## [Extracted information]
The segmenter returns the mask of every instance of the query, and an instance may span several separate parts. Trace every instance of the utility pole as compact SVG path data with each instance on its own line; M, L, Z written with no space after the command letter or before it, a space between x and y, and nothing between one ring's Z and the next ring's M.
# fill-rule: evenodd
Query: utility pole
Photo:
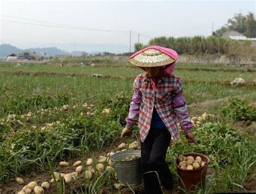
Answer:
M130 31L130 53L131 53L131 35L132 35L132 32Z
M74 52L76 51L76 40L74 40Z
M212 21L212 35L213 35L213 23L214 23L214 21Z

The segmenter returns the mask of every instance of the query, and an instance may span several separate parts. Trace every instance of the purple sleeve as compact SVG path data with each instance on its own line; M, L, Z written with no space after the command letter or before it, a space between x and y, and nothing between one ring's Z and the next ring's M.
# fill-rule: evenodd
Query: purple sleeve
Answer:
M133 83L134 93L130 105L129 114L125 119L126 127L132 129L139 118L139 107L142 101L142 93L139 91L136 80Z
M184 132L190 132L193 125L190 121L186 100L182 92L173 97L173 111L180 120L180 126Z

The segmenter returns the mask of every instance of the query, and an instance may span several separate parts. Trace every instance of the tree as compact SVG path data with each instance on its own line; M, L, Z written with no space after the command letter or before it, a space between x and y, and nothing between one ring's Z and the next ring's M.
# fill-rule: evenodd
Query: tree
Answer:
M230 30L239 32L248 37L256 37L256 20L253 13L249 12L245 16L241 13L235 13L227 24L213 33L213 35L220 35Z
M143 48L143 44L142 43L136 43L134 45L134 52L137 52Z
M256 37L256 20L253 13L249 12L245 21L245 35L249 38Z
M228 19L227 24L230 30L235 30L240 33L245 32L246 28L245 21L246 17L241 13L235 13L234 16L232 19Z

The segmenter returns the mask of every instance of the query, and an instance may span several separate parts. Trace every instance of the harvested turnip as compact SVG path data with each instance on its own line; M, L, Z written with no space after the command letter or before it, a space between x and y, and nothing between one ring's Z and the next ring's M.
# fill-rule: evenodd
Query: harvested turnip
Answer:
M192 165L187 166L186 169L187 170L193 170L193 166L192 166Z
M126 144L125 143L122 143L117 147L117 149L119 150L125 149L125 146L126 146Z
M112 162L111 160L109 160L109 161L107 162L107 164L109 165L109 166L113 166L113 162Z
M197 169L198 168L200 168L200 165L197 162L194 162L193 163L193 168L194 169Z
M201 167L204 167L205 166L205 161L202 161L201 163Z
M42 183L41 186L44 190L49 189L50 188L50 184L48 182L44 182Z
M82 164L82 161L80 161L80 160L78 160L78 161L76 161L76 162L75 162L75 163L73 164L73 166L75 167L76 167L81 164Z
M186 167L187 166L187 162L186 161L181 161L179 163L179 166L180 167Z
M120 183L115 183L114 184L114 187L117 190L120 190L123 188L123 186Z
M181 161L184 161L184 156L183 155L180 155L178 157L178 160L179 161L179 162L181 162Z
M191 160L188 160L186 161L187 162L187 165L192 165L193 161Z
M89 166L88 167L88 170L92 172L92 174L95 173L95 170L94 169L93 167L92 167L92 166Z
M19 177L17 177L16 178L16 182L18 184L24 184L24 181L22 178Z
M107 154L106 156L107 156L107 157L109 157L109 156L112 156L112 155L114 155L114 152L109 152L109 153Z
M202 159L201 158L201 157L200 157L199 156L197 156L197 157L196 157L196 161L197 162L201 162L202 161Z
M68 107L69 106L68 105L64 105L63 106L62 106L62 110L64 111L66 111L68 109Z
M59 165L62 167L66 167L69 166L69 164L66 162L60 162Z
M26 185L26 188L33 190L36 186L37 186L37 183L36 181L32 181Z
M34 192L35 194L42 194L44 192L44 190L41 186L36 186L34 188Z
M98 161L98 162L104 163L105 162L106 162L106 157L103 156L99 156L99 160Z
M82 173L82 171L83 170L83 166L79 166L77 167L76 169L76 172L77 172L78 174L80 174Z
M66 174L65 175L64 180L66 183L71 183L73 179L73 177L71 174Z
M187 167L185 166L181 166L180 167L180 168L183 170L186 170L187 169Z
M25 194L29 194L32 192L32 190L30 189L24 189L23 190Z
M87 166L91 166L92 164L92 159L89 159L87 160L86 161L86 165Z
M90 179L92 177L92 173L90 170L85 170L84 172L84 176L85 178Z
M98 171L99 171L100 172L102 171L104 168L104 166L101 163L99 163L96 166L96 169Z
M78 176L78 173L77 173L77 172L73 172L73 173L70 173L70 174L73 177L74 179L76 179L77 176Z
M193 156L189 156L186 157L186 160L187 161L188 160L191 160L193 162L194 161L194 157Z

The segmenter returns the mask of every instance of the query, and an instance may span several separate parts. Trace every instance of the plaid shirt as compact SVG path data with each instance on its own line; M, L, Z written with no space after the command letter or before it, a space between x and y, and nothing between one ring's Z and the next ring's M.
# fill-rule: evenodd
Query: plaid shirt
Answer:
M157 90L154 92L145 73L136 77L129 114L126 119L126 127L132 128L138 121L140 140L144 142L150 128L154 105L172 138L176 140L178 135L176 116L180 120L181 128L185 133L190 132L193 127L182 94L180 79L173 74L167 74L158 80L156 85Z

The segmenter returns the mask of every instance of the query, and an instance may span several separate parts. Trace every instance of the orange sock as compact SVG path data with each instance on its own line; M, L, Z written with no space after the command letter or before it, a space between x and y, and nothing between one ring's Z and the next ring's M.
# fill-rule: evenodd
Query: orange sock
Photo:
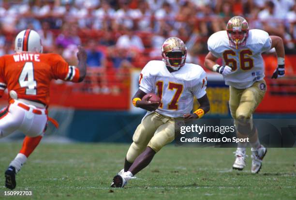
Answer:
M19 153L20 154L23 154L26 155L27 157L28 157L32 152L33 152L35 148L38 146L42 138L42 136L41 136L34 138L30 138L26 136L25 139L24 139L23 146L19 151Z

## [Problem]
Lay out every line of the records above as a numbered list, leaving out the blank lines and the pictures.

## [Response for this exercise]
1. The segmenter returns the mask of every instance of the query, and an instance may span several separate parts. Trace every instance of the utility pole as compact SVG path data with each instance on its own line; M, L, Z written with no space after the command letter or before it, a space between x and y, and nothing between one ring's Z and the next ring's M.
2. # fill-rule: evenodd
3. Query: utility pole
4. Photo:
5. Answer:
6. M130 31L130 53L131 53L131 35L132 35L132 32Z
7. M74 52L76 51L76 40L74 40Z
8. M212 21L212 35L213 35L213 23L214 23L214 21Z
9. The segmenter returns the mask of every instance of the query, and an instance may span several separate parts. Trace every instance of the purple sleeve as compact SVG path data with each instance on its own line; M, L, Z written with no space after the command letter or before it, a space between x and y, and nothing between one ring's Z and the next ring's M.
10. # fill-rule: evenodd
11. Query: purple sleeve
12. Answer:
13. M133 83L134 93L130 105L129 114L125 119L126 127L132 129L139 118L139 107L142 101L142 93L139 91L136 80Z
14. M184 132L190 132L193 125L190 121L186 100L182 92L173 97L173 111L180 120L180 126Z
15. The segmenter returns the mask of every instance of the query, and an instance may span several separate parts. Trace every instance of the tree as compact SVG path data with each instance on its own line; M, L, Z written with no space after the command letter or before it, a space between x and y, and nothing between one ring's Z and the next ring's M.
16. # fill-rule: evenodd
17. Query: tree
18. Answer:
19. M230 30L239 32L248 37L256 37L256 20L253 13L249 12L245 16L241 13L235 13L227 24L213 33L213 35L220 35Z
20. M143 48L143 44L142 43L136 43L134 45L134 52L137 52Z
21. M256 37L256 20L253 13L249 12L245 21L245 35L249 38Z
22. M228 19L227 24L230 30L235 30L240 33L245 32L246 28L245 21L246 17L241 13L235 13L234 16L232 19Z
23. The segmenter returns the mask of every instance of the query, and an instance may span several separate parts. Trace every instance of the harvested turnip as compact SVG path data with each instance on its own line; M, L, Z written with no space after the command letter or before it, a space between x and y, and nothing between one ring's Z and the next ring's M.
24. # fill-rule: evenodd
25. Query: harvested turnip
26. Answer:
27. M192 165L187 166L186 169L187 170L193 170L193 166L192 166Z
28. M126 144L125 143L122 143L117 147L117 149L119 150L125 149L125 146L126 146Z
29. M112 162L111 160L109 160L109 161L107 162L107 164L109 165L109 166L113 166L113 162Z
30. M197 169L198 168L200 168L200 165L197 162L194 162L193 163L193 168L194 169Z
31. M201 167L204 167L205 166L205 161L202 161L201 163Z
32. M42 183L41 186L44 190L49 189L50 188L50 184L48 182L44 182Z
33. M82 164L82 161L80 161L80 160L78 160L78 161L76 161L76 162L75 162L75 163L73 164L73 166L75 167L76 167L81 164Z
34. M186 167L187 166L187 162L186 161L181 161L179 163L179 166L180 167Z
35. M120 183L115 183L114 184L114 187L117 190L120 190L123 188L123 186Z
36. M181 161L184 161L184 156L183 155L180 155L178 157L178 160L179 161L179 162L181 162Z
37. M191 160L188 160L186 161L187 162L187 165L192 165L193 161Z
38. M89 166L88 167L88 170L92 172L92 174L95 173L95 170L94 169L93 167L92 167L92 166Z
39. M19 177L17 177L16 178L16 182L18 184L24 184L24 181L22 178Z
40. M107 154L106 156L107 156L107 157L109 157L109 156L112 156L112 155L114 155L114 152L109 152L109 153Z
41. M202 159L201 158L201 157L200 157L199 156L197 156L197 157L196 157L196 161L197 162L201 162L202 161Z
42. M68 107L69 106L68 105L64 105L63 106L62 106L62 110L64 111L66 111L68 109Z
43. M59 165L62 167L66 167L69 166L69 164L66 162L60 162Z
44. M26 185L26 188L33 190L36 186L37 186L37 183L36 181L32 181Z
45. M34 192L35 194L42 194L44 192L44 190L41 186L36 186L34 188Z
46. M98 161L98 162L104 163L105 162L106 162L106 157L103 156L99 156L99 160Z
47. M82 173L82 171L83 170L83 166L79 166L77 167L76 169L76 172L77 172L78 174L80 174Z
48. M66 174L65 175L64 180L66 183L71 183L73 179L73 177L71 174Z
49. M187 167L185 166L181 166L180 167L180 168L183 170L186 170L187 169Z
50. M25 194L29 194L32 192L32 190L30 189L24 189L23 190Z
51. M87 166L91 166L92 164L92 159L89 159L87 160L86 161L86 165Z
52. M90 179L92 177L92 173L90 170L85 170L84 172L84 176L85 178Z
53. M98 171L99 171L100 172L102 171L104 168L104 166L101 163L99 163L96 166L96 169Z
54. M78 176L78 173L77 173L77 172L73 172L73 173L70 173L70 174L73 177L74 179L76 179L77 176Z
55. M193 156L189 156L186 157L186 160L187 161L188 160L191 160L193 162L194 161L194 157Z
56. The segmenter returns the mask of every instance of the query, and an instance may span several separate parts. Trace every instance of the plaid shirt as compact SVG path data with each instance on its own line; M, L, Z written with no space after the command letter or before it, a space between x and y, and nothing between one ring's Z and the next ring's M.
57. # fill-rule: evenodd
58. Query: plaid shirt
59. Answer:
60. M157 90L154 92L145 73L136 77L129 114L126 119L126 127L132 128L138 121L140 140L144 142L150 128L154 105L172 138L176 140L178 135L176 116L180 120L181 128L185 133L190 132L193 127L182 94L180 79L173 74L167 74L158 80L156 85Z
61. The segmenter returns the mask of every instance of the query, and an instance may span several separate parts. Trace every instance of the orange sock as compact SVG path data with each instance on its own line; M, L, Z written with no space after the command letter or before it, a space between x and y, and nothing between one ring's Z and the next ring's M.
62. # fill-rule: evenodd
63. Query: orange sock
64. Photo:
65. Answer:
66. M19 153L20 154L23 154L26 155L27 157L28 157L32 152L33 152L35 148L38 146L42 138L42 136L41 136L34 138L30 138L26 136L25 139L24 139L23 146L19 151Z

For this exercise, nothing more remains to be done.